## TASK INSTRUCTIONS
With the records in front of you, set every one of them down exactly.
Top of DATA TO PROCESS
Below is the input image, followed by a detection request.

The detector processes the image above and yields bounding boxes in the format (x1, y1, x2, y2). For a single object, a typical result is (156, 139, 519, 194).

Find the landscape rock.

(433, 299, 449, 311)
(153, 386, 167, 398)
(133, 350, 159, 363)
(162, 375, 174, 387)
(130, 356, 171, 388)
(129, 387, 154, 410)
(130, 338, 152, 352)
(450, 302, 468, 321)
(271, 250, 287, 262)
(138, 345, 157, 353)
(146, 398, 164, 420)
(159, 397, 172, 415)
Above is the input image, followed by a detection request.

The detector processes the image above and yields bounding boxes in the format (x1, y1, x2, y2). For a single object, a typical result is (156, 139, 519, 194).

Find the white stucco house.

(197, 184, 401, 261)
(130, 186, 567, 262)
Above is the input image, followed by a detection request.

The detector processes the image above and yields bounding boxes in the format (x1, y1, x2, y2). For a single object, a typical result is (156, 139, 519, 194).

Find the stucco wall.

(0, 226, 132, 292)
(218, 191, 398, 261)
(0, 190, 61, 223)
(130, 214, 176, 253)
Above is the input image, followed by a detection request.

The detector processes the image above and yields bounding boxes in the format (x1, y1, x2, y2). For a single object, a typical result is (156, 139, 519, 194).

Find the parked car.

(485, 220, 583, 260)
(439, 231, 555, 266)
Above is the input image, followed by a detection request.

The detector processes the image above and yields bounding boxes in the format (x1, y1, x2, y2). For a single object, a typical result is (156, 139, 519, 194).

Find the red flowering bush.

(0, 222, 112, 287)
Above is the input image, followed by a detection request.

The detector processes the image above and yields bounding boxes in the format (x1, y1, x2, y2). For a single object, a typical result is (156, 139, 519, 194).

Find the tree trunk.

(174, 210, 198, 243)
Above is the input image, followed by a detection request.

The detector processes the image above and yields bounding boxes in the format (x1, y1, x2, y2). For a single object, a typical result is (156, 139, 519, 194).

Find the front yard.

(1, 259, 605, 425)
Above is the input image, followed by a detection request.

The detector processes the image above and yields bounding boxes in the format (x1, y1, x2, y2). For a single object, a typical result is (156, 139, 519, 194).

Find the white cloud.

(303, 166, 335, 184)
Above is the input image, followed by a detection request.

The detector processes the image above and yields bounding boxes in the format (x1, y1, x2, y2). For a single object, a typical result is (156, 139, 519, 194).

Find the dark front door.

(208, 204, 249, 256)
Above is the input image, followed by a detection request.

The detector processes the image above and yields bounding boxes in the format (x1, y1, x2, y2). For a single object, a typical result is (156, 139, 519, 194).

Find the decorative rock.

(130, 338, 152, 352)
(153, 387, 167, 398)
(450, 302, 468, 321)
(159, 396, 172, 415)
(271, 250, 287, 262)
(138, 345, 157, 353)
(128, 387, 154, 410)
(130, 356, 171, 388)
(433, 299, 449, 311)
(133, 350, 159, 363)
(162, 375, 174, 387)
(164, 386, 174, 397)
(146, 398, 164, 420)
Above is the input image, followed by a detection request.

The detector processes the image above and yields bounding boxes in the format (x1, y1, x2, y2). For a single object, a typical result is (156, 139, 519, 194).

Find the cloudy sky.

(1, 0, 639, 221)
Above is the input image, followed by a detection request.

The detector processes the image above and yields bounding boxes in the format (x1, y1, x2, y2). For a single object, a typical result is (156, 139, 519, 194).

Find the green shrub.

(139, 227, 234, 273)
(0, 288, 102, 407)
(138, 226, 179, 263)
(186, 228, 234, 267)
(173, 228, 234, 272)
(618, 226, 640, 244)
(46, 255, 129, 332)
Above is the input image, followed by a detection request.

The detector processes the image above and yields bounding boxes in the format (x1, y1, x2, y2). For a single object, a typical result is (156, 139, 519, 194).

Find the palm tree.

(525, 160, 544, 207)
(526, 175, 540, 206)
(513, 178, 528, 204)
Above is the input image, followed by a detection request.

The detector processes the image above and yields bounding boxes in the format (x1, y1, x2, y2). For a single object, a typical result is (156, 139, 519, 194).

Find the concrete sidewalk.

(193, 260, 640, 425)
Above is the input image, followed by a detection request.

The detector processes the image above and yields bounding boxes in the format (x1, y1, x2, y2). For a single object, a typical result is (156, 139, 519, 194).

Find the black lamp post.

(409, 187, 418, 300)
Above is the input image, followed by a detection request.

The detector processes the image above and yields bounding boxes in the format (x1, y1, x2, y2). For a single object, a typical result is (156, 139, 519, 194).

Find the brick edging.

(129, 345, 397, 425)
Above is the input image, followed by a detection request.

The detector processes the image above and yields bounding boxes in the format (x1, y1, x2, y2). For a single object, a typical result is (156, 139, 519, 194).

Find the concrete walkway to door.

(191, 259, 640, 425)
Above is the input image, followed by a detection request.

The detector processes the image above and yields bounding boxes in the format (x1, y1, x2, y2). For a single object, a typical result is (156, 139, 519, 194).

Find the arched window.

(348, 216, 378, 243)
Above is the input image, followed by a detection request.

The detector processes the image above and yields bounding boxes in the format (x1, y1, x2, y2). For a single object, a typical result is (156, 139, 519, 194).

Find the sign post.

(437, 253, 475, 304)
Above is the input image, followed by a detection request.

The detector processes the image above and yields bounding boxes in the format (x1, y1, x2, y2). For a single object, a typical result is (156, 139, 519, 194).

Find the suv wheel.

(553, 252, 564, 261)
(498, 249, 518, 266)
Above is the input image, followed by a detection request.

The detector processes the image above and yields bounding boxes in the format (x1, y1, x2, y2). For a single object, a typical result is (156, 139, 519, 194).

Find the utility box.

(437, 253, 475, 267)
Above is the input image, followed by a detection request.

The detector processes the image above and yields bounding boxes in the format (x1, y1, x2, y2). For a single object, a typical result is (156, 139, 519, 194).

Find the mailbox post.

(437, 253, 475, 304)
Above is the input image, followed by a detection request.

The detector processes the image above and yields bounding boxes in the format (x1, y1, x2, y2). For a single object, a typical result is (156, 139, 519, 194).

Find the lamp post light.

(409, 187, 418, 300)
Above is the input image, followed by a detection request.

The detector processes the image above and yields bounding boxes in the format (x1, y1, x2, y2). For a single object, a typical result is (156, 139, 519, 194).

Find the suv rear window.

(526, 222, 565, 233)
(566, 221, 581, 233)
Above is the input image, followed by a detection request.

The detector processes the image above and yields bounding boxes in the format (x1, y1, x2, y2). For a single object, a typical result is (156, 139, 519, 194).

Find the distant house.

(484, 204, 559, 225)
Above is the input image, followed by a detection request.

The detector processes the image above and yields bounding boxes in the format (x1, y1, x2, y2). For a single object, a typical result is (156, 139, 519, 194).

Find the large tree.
Bottom of DATA TO PROCESS
## OUTPUT
Below is the input image, followed by a detection request.

The detector processes the image above and yields bounding boxes in the format (x1, y1, x2, y2). For a single object, a typical result is (156, 139, 519, 194).

Find the landscape rock.

(433, 299, 449, 311)
(153, 386, 167, 398)
(133, 350, 159, 363)
(162, 375, 174, 387)
(130, 356, 171, 388)
(129, 387, 154, 410)
(130, 338, 152, 352)
(450, 302, 468, 321)
(271, 250, 287, 262)
(138, 345, 157, 353)
(146, 398, 164, 420)
(159, 397, 172, 415)
Above is the input image, followed by a detection request.

The detector processes the image above and yields bounding boxes in the format (x1, y1, x2, y2). For a single object, a typical result is (156, 139, 519, 194).

Find the white stucco house.

(197, 184, 401, 261)
(130, 186, 567, 262)
Above is the input image, followed by a detection request.

The detector processes the image above and yields bounding boxes in the format (x1, y1, x2, y2). For a single object, a typical result is (156, 139, 519, 194).

Find the stucco wall.

(0, 226, 132, 292)
(218, 191, 398, 261)
(0, 190, 61, 223)
(130, 214, 176, 253)
Above is the input image, followed by a detection request.

The detector processes the image above and yields bounding boxes in the format (x1, y1, x2, y2). For a single object, a typical result is (156, 139, 519, 194).

Find the parked car.

(485, 220, 583, 260)
(439, 231, 555, 266)
Above is the input image, followed by a detection request.

The detector processes the image above and yields bounding boxes in the format (x1, y1, x2, y2). For a single object, a typical result is (156, 139, 519, 194).

Find the red flowering bush.

(0, 222, 112, 287)
Above is the input image, followed by a detection request.

The detector processes the image above and yields bounding boxes in the format (x1, y1, x2, y2). For a single object, a typical result is (156, 139, 519, 194).

Find the tree trunk.

(174, 210, 198, 243)
Above is the input image, followed by a detection request.

The detector processes the image above and yields bounding boxes in the format (x1, y1, x2, y2). For a single object, a typical result is (156, 139, 519, 194).

Find the front yard.

(1, 259, 605, 425)
Above is the input image, followed by a detection request.

The detector processes the image above and yields bounding boxes in the format (x1, y1, x2, y2). For a single object, a typical result is (156, 139, 519, 194).

Find the white cloud.

(303, 166, 335, 184)
Above is the input image, followed by a detection request.

The detector processes the image above and yields bounding boxes in the format (x1, y1, x2, y2). For a single object, a typical result is (156, 139, 519, 194).

Find the dark front door.

(208, 204, 249, 256)
Above is the input image, followed by a detection request.

The detector processes the image above and yields bounding boxes in the format (x1, y1, x2, y2). For a single object, a typical result is (156, 139, 519, 194).

Find the decorative rock.

(130, 338, 152, 352)
(153, 387, 167, 398)
(450, 302, 468, 321)
(159, 396, 172, 415)
(271, 250, 287, 262)
(138, 345, 157, 353)
(128, 387, 154, 410)
(130, 356, 171, 388)
(433, 299, 449, 311)
(133, 350, 159, 363)
(162, 375, 174, 387)
(164, 386, 174, 397)
(146, 398, 164, 420)
Above is the input image, followed by a detection request.

The detector processes the image above and yields bounding boxes in the format (x1, y1, x2, y2). For a single object, a typical result is (156, 139, 519, 194).

Find the cloudy sky.

(1, 0, 639, 221)
Above is the input image, followed by a detection request.

The detector processes the image above and yields bounding boxes in the format (x1, y1, x2, y2). For a single object, a typical result is (156, 139, 519, 194).

Find the green shrub.

(139, 227, 234, 273)
(0, 288, 102, 407)
(138, 226, 179, 263)
(186, 228, 234, 267)
(173, 228, 234, 272)
(618, 226, 640, 244)
(46, 255, 129, 332)
Above is the input image, followed by a detection request.

The detector processes the image above and yields bounding boxes in the format (x1, y1, x2, y2). For a single object, a typical result is (156, 139, 519, 194).

Find the palm tree.

(525, 160, 544, 207)
(526, 175, 540, 206)
(513, 178, 528, 204)
Above is the input image, followed by a detection request.

The detector processes the image above and yields bounding boxes in the format (x1, y1, x2, y2). For a single object, a typical result is (156, 139, 519, 194).

Find the concrete sidewalk.

(193, 260, 640, 425)
Above is the input image, followed by a detection request.

The detector processes the image above and yields bounding boxes in the format (x1, y1, x2, y2). For a single object, a typical result is (156, 139, 519, 194).

Find the black lamp post.

(409, 187, 418, 300)
Above is the input image, followed by a detection request.

The detector processes the image above and yields bounding boxes in the format (x1, y1, x2, y2). For a single object, a typical result is (156, 139, 519, 194).

Find the brick edging.

(129, 345, 397, 425)
Above is the input image, followed by a detection request.

The detector processes the image above and yields bounding boxes in the format (x1, y1, x2, y2). For a single object, a typical result is (156, 139, 519, 194).

Find the concrete walkway to door.

(191, 259, 640, 425)
Above is the input image, followed by a detection request.

The detector processes the image above and yields bounding boxes in the format (x1, y1, x2, y2). For a single object, a typical result is (156, 139, 519, 194).

Find the arched window.

(348, 216, 378, 243)
Above is the input image, followed by a detection request.

The detector processes the image above and yields bounding boxes in the format (x1, y1, x2, y2). For a single object, a typical result is (156, 139, 519, 194).

Find the sign post.

(437, 253, 475, 304)
Above is the input image, followed by a detection request.

The detector processes the image above and yields bounding boxes in the format (x1, y1, x2, y2). For a single object, a typical result is (156, 139, 519, 194).

Find the suv wheel.

(553, 252, 564, 261)
(498, 249, 518, 266)
Above is the input image, followed by a detection request.

The detector processes the image above and yields bounding boxes in the format (x1, y1, x2, y2). For a single object, a typical result is (156, 139, 519, 194).

Find the utility box.

(437, 253, 475, 267)
Above is the input image, followed by a detection request.

The detector processes the image above and yields bounding boxes in the format (x1, y1, x2, y2). For a single object, a typical result is (156, 139, 519, 194).

Find the mailbox post.

(437, 253, 475, 304)
Above is the input image, followed by a detection request.

The detector processes the image above and yields bounding boxes in the format (x1, y1, x2, y2). For a single object, a typical result is (156, 139, 519, 194).

Find the lamp post light.

(409, 187, 418, 300)
Above is the input image, followed by a detection request.

The detector processes the image above and yields bounding boxes in the format (x1, y1, x2, y2). For a single object, a typical result is (156, 139, 519, 194).

Find the suv rear window.

(526, 222, 565, 233)
(566, 221, 581, 233)
Above is the input image, followed by a detection request.

The detector processes the image above and yields bounding boxes in the format (x1, y1, x2, y2). For a single object, a typical result is (156, 139, 519, 194).

Find the distant house.

(484, 204, 559, 225)
Above is the input image, followed by a detection request.

The detector processes the image above and yields bounding boxes in the format (x1, y1, x2, y2). For a single object, a typical result is (156, 139, 519, 194).

Find the large tree.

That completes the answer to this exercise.